→ Data
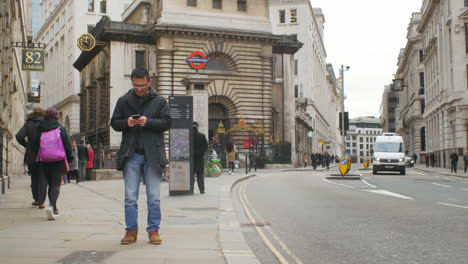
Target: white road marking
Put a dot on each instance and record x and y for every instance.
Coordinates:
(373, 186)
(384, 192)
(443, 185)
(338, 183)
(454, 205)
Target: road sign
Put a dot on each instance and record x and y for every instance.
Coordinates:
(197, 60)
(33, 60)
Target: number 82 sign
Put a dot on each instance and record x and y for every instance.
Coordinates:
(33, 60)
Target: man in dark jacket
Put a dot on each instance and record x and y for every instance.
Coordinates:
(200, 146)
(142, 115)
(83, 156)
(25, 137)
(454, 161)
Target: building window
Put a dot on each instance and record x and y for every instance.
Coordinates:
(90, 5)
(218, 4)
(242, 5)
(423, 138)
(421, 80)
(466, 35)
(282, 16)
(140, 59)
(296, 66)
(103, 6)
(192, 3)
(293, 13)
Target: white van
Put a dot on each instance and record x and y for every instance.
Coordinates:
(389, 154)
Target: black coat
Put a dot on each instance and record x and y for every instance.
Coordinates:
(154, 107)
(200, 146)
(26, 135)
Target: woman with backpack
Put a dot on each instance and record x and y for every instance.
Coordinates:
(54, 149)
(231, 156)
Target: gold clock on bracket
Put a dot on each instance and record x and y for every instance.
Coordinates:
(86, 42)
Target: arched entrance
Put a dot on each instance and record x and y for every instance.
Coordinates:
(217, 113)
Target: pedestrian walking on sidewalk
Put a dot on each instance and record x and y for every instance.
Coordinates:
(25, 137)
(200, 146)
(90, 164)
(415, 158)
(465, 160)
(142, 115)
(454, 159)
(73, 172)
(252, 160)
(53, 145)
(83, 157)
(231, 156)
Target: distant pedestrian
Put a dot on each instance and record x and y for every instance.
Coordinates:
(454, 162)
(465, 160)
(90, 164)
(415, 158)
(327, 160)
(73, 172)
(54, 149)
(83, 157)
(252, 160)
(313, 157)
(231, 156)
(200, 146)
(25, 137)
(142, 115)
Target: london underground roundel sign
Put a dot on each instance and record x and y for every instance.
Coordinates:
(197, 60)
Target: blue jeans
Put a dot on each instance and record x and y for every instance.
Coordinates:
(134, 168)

→ Exercise instructions
Please filter the listing down to lines that include the word "white".

→ Response to this exercise
Target: white road marking
Target: white van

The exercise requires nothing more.